● REQUIRED WORK: Copy out every line from the one containing "of the flooded" down to the last line, leaving the wording unchanged. Multiply each point coordinate in the answers by 1.4, rounding to whole numbers with halves going up.
:: INFORMATION SHOWN ::
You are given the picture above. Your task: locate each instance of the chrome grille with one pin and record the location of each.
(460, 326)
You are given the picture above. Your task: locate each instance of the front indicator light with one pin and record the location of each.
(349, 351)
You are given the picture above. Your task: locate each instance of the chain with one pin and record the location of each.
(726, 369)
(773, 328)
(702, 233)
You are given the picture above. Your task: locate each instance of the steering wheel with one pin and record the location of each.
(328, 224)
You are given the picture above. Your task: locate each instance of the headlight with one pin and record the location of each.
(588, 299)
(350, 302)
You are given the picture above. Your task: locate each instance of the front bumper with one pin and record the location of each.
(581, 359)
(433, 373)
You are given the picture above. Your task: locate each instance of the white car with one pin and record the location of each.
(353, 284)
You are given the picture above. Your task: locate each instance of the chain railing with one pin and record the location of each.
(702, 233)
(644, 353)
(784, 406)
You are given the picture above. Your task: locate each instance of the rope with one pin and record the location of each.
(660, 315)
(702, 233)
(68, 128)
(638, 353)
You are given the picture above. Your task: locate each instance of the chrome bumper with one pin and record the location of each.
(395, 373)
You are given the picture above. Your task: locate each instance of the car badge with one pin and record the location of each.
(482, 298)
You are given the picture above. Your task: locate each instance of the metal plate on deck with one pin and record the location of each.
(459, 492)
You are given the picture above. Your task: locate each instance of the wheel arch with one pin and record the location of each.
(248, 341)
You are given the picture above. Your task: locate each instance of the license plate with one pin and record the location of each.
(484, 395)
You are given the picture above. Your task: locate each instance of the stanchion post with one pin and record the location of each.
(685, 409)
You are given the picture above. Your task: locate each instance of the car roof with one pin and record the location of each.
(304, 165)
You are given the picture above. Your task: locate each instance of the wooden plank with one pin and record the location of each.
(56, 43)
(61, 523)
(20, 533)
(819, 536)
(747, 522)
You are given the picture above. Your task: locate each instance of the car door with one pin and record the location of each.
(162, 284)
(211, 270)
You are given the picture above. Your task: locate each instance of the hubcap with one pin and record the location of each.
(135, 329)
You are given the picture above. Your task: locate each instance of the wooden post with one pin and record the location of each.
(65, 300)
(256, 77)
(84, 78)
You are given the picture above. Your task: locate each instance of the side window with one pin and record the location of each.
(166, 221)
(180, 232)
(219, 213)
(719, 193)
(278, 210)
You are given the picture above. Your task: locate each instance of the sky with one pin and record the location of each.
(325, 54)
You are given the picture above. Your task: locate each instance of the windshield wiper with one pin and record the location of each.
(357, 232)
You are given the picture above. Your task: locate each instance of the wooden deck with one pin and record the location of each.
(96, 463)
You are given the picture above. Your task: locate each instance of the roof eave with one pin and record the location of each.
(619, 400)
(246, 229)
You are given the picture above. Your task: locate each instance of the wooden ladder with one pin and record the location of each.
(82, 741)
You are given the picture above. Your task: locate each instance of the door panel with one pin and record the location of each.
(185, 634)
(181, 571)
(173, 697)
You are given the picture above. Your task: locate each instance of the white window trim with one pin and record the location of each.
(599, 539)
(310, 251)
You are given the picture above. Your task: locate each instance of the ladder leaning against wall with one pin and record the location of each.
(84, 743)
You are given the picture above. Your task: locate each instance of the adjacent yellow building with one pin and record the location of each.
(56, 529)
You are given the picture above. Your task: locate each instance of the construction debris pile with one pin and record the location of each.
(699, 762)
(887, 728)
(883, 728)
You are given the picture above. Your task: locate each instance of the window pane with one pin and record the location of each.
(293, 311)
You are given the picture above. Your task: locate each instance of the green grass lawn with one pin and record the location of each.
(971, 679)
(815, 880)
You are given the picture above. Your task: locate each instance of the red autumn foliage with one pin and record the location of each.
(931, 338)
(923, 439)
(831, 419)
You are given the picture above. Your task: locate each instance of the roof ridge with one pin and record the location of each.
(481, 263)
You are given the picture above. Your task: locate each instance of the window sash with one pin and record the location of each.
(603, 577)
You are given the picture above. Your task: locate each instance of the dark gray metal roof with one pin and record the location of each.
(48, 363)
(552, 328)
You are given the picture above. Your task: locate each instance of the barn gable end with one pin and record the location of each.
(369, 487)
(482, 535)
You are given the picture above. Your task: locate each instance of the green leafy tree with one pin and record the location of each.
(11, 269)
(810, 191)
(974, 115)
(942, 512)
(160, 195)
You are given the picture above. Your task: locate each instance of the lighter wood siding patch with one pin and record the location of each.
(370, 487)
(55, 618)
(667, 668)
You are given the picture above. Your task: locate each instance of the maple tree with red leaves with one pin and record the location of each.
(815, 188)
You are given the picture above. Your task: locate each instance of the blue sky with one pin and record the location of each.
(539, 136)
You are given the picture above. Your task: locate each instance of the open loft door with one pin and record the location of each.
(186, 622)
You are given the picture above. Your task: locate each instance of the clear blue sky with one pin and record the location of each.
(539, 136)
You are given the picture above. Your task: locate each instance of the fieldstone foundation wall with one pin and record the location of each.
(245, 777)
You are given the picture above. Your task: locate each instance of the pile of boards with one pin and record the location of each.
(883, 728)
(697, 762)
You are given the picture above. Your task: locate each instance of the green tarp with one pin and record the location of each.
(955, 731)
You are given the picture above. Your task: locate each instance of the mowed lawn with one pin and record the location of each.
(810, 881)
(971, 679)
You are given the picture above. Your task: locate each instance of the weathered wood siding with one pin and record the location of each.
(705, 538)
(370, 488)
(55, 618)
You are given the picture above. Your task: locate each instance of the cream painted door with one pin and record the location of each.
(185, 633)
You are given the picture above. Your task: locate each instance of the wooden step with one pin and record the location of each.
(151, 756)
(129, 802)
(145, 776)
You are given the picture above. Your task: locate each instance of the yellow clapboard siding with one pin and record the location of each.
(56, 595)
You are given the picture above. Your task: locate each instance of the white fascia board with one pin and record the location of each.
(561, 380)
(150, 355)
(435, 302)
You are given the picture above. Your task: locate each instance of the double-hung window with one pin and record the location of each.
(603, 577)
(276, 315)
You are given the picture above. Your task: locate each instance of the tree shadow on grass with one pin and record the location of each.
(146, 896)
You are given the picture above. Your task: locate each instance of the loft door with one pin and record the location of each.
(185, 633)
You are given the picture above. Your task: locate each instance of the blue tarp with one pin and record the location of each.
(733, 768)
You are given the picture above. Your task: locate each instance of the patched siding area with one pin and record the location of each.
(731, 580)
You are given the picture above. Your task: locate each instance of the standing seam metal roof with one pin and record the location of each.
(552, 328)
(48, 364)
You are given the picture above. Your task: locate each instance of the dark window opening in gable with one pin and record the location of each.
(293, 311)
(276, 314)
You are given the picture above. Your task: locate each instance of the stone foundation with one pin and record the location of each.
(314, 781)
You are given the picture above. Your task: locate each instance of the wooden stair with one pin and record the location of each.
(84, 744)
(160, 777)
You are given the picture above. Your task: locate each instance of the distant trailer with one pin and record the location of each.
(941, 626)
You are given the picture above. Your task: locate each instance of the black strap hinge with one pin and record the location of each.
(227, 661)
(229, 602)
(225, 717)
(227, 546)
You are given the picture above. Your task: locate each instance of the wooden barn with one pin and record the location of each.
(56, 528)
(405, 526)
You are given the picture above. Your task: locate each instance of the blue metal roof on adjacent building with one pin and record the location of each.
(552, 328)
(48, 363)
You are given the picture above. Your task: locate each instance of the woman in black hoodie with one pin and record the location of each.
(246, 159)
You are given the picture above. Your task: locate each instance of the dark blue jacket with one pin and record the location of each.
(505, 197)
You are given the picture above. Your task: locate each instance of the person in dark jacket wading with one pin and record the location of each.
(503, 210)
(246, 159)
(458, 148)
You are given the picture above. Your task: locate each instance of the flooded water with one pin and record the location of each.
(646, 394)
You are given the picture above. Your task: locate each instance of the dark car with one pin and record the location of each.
:::
● SOLUTION TO THIS PROBLEM:
You are given the picture above. Your task: locate each instance of the flooded water with one pin and record the location of each.
(904, 552)
You are given the picture above. Your task: locate each instance of the dark car with one pin and record the location of each.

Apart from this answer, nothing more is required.